**What the task asks**
The answer should be the records below, word for word, with every image left out.
--
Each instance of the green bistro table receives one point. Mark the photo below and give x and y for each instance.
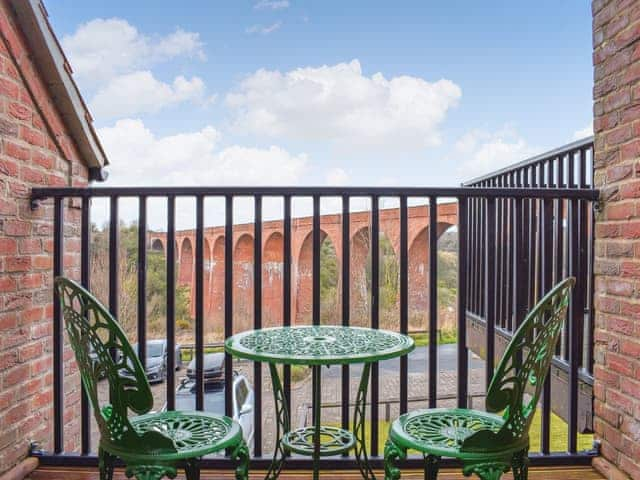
(316, 346)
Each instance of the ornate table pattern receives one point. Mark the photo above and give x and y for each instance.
(316, 346)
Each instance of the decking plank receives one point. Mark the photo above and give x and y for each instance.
(539, 473)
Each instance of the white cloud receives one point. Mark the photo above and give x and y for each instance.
(338, 103)
(263, 30)
(140, 158)
(482, 152)
(271, 4)
(337, 177)
(583, 132)
(103, 48)
(140, 92)
(193, 158)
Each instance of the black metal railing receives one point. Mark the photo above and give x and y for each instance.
(536, 243)
(490, 201)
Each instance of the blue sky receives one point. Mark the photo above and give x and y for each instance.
(315, 93)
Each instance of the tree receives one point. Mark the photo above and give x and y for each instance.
(127, 271)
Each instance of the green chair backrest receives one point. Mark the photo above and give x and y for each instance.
(524, 366)
(102, 350)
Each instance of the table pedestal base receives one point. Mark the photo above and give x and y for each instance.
(317, 440)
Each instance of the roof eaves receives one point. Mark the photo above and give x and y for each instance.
(56, 71)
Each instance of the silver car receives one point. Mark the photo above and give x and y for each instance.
(242, 398)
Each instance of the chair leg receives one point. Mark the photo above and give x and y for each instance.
(392, 453)
(192, 469)
(105, 464)
(151, 472)
(520, 465)
(431, 466)
(241, 454)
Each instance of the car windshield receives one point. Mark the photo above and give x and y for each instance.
(154, 349)
(213, 398)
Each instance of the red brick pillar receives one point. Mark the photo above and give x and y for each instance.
(36, 149)
(616, 58)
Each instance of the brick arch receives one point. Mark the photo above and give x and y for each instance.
(272, 288)
(216, 305)
(389, 271)
(360, 303)
(186, 262)
(157, 245)
(304, 279)
(418, 271)
(243, 283)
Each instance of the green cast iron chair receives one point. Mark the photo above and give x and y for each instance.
(488, 444)
(152, 445)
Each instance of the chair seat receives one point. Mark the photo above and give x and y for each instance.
(193, 434)
(441, 431)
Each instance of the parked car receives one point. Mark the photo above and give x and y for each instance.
(213, 366)
(241, 396)
(156, 364)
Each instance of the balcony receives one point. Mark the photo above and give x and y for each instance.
(456, 268)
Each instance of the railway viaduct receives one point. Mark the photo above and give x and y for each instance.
(301, 258)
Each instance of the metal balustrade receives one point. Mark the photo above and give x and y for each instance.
(496, 279)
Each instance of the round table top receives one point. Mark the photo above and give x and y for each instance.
(318, 345)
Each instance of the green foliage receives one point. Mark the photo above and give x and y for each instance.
(329, 276)
(421, 339)
(156, 275)
(447, 278)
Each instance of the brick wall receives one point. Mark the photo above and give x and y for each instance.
(35, 150)
(616, 58)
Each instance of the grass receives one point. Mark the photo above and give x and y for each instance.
(444, 337)
(558, 437)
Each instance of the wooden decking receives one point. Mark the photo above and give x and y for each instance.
(539, 473)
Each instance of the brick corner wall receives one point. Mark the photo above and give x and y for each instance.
(35, 150)
(616, 59)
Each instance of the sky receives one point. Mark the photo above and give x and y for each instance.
(291, 92)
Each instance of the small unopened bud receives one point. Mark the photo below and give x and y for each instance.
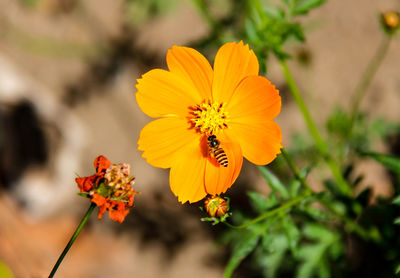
(390, 20)
(216, 206)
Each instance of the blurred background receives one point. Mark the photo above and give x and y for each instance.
(68, 70)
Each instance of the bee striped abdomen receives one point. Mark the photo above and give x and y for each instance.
(221, 157)
(217, 151)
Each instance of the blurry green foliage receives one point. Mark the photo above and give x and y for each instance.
(139, 11)
(292, 232)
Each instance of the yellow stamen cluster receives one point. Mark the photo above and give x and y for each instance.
(209, 117)
(216, 206)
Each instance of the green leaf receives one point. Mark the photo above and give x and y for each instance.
(273, 181)
(275, 254)
(258, 201)
(389, 161)
(317, 214)
(292, 233)
(240, 252)
(396, 201)
(304, 6)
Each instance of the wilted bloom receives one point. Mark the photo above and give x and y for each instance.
(110, 188)
(216, 206)
(209, 118)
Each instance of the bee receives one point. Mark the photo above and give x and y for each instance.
(217, 151)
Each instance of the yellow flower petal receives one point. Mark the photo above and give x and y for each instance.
(255, 99)
(162, 93)
(260, 141)
(162, 139)
(233, 62)
(217, 178)
(187, 173)
(190, 65)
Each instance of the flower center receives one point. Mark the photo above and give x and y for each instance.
(209, 117)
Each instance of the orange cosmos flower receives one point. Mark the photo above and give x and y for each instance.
(110, 188)
(209, 118)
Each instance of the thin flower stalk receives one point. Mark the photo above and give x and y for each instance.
(296, 171)
(74, 236)
(319, 142)
(367, 78)
(285, 206)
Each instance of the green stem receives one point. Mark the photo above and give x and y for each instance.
(273, 212)
(319, 142)
(367, 77)
(349, 223)
(71, 241)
--
**Completed exercise**
Each instance of the green bistro table receives one point. Mark the photo below and give x and y for each instance.
(316, 346)
Each instance of the ornate table pattern receives one point. Mark the photo above and give x and y for each instance.
(316, 346)
Each instance of the decking plank receives one point. Mark the photo above and give x and y for each instance.
(539, 473)
Each instance of the white cloud receives one point. Mark the photo above and give x and y for each instance.
(338, 103)
(263, 30)
(140, 158)
(482, 152)
(271, 4)
(337, 177)
(583, 132)
(103, 48)
(140, 92)
(193, 158)
Each instance of the black metal railing receives one point. Mark the photo above and give x and y for each instance.
(536, 243)
(490, 201)
Each instance of the blue sky receives one point. Mark the photo above and give x and y for each instance.
(315, 93)
Each instance of the tree receives one point. Mark the photo above and give x and y for each instance.
(127, 271)
Each instance of the green chair backrest receives one point. Mark the photo above and give x and y for each instance.
(524, 366)
(102, 350)
Each instance of the table pedestal base receives one point. Mark the photo above and give x and y for each instance.
(317, 440)
Each instance of the roof eaves receives one point. Mark the photo above and give x and y for each instance.
(56, 71)
Each instance of the silver car receives one point. Mark the photo above and give x and y for each instance.
(242, 398)
Each instance of the chair leg receives one point. Mark the photo above and give x and y for each instance.
(392, 453)
(192, 469)
(105, 464)
(151, 472)
(520, 465)
(431, 466)
(241, 454)
Each instance of the car windshield receives one point. Mark the photo above and give x and y for each instance.
(154, 349)
(213, 398)
Each instance of the red brick pillar receives one point. Mark the photo above and give x and y for each instance.
(36, 149)
(616, 58)
Each instance of the brick arch receives one point. Mark the photo above and give x and y for each instance.
(272, 288)
(216, 305)
(389, 271)
(360, 303)
(186, 262)
(157, 245)
(304, 279)
(418, 271)
(243, 283)
Each instance of the green cast iron chair receives one point. Mark the photo above and give x and y for each instance.
(488, 444)
(152, 445)
Each instance of the chair seat receives one point. Mark the photo above and give x and y for each instance.
(193, 434)
(441, 431)
Each instance of the parked car receives one point. Mark the photo above and give x and y for each instance.
(213, 366)
(241, 396)
(156, 364)
Each instance of the balcony receives one point. Mark the photo above and give x and y for each instance.
(456, 268)
Each instance of the railway viaduct receives one point. Mark the photo above and give x and y for each instance.
(301, 258)
Each instance of the metal balustrade receives one point. Mark the photo above and give x and y for each instance.
(496, 279)
Each instance of the round table top receives one point. Mark the photo above and give x and y for each instance.
(318, 345)
Each instance of the green foliage receives one point. Mark the photo above and give x and y for each instance.
(329, 276)
(421, 339)
(156, 275)
(447, 278)
Each instance of the brick wall receives one point. Mark the photo above and give x and y for each instance.
(35, 150)
(616, 58)
Each instance of the grass receives one point. Mark the photo above and give x and y for each instance.
(444, 337)
(558, 437)
Each instance of the wooden decking receives one point. Mark the photo above and give x and y for each instance.
(539, 473)
Each instance of the brick corner wall receives one point. Mark the photo above and give x and y for each instance.
(35, 150)
(616, 59)
Each instance of the sky receives one point. Mark the photo above and give x and y for each instance.
(291, 92)
Each instance of the small unopened bud receives one point. Mark the photo below and give x and y for each instance.
(390, 20)
(216, 206)
Each instance of the blurred background receives one point. Mark the photo above and give x and y for each instance.
(68, 70)
Each instance of the bee striped abdomen receives one point. Mark the photo above and give x and y for each instance.
(221, 157)
(217, 151)
Each instance of the blurry green foliage receives one point. Mark the photo above and give x and y for each instance.
(139, 11)
(292, 232)
Each instance of the yellow stamen cluster receives one point. Mark the photo above and give x and y for each instance.
(209, 117)
(216, 206)
Each instance of the green leaf receives one point. Mark the photo above and give x and y for each instance.
(273, 181)
(275, 254)
(258, 201)
(389, 161)
(317, 214)
(292, 233)
(240, 252)
(396, 201)
(304, 6)
Each instance of the wilted bloom receives one point. Mark the photo above and give x and y for each instance.
(110, 188)
(216, 206)
(209, 118)
Each instance of the bee receives one point. Mark the photo above and give x and y for each instance.
(217, 151)
Each instance of the yellow flower petal receives one point. Mark the photo above and give x and y for each instance.
(255, 99)
(162, 93)
(260, 141)
(162, 139)
(233, 62)
(217, 178)
(187, 173)
(190, 65)
Each instance of the flower center receives one point. Mark the photo above and give x and y for each instance.
(209, 117)
Each instance of the orange cosmos flower receives one point. Mark the photo above and give x and y for each instance.
(110, 188)
(209, 118)
Each instance of the thin flower stalk receives one point. Mark the photo above and give x and y for each instance.
(296, 171)
(74, 236)
(319, 142)
(367, 78)
(285, 206)
Each instance of the green stem receives one point. Mark the photo above and give x and y for each instance.
(273, 212)
(319, 142)
(367, 77)
(349, 223)
(71, 241)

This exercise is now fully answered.